- Stated exercise: Can you reproduce the part of the note on dropping duplicated pandas columns that opens with "Pandas allows one" and closes with "False] = ~[False,False,True])", swapping "Pandas" for "The pandas library"?

- Page:
********

Pandas allows one to index using boolean values whereby it selects only the True values. Since we want to keep the unduplicated columns, we need the above boolean array to be flipped (ie [True, True, False] = ~[False,False,True])

Finally, df.loc[:,[True,True,False]] selects only the non-duplicated columns using the aforementioned indexing capability.

The final .copy() is there to copy the dataframe to (mostly) avoid getting errors about trying to modify an existing dataframe later down the line.

Note: the above only checks columns names, not column values.

To remove duplicated indexes

Since it is similar enough, do the same thing on the index:

df = df.loc[~df.index.duplicated(),:].copy()

To remove duplicates by checking values without transposing

Update and caveat: please be careful in applying this. Per the counter-example provided by DrWhat in the comments, this solution may not have the desired outcome in all cases.

********

- Supplied data:

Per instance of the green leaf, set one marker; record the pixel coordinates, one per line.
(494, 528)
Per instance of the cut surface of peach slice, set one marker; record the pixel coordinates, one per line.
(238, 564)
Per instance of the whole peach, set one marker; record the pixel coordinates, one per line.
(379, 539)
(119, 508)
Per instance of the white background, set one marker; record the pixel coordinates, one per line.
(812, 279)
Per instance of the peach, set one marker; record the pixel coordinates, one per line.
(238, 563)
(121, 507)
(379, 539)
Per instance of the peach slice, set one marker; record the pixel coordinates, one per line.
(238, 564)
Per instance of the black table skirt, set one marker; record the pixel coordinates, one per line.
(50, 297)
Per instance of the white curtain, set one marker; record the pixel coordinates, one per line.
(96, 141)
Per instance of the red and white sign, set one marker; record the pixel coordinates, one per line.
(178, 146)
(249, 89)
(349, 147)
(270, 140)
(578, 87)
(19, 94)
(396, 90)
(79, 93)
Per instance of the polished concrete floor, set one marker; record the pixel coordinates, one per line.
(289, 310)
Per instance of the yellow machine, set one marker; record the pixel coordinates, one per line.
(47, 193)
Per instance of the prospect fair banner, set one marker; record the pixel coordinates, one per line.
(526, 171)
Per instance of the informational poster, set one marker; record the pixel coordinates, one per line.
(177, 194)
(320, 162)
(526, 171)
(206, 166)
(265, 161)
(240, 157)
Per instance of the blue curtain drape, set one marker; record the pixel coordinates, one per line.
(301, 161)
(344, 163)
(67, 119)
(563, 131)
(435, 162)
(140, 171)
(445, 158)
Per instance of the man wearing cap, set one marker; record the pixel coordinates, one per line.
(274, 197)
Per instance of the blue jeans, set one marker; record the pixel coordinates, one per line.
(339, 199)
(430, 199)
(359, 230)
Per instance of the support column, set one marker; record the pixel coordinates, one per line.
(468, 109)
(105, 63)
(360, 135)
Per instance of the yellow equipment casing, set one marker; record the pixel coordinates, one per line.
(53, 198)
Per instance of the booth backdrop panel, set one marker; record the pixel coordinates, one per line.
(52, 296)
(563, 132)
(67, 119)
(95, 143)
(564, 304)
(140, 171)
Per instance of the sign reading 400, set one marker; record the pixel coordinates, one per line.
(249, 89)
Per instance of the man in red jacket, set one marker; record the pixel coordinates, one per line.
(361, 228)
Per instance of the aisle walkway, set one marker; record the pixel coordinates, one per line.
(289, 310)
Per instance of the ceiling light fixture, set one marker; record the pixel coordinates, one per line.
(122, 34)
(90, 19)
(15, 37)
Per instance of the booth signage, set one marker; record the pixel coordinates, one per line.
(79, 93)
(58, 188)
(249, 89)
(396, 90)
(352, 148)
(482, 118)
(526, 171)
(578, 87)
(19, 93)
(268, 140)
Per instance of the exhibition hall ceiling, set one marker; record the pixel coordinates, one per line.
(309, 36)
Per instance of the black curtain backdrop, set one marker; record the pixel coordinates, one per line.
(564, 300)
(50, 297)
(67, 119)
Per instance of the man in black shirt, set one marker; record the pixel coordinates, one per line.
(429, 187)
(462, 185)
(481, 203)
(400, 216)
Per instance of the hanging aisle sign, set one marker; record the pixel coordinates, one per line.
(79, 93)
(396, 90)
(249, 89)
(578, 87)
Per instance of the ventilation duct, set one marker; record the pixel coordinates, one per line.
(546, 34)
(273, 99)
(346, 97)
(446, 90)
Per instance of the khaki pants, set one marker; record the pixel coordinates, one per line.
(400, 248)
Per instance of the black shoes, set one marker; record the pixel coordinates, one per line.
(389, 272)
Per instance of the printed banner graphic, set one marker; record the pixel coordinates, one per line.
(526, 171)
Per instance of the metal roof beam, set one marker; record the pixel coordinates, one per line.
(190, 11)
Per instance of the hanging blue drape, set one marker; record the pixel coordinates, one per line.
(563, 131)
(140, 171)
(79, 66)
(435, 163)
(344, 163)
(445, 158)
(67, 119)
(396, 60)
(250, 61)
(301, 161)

********

- Exercise result:
The pandas library allows one to index using boolean values whereby it selects only the True values. Since we want to keep the unduplicated columns, we need the above boolean array to be flipped (ie [True, True, False] = ~[False,False,True])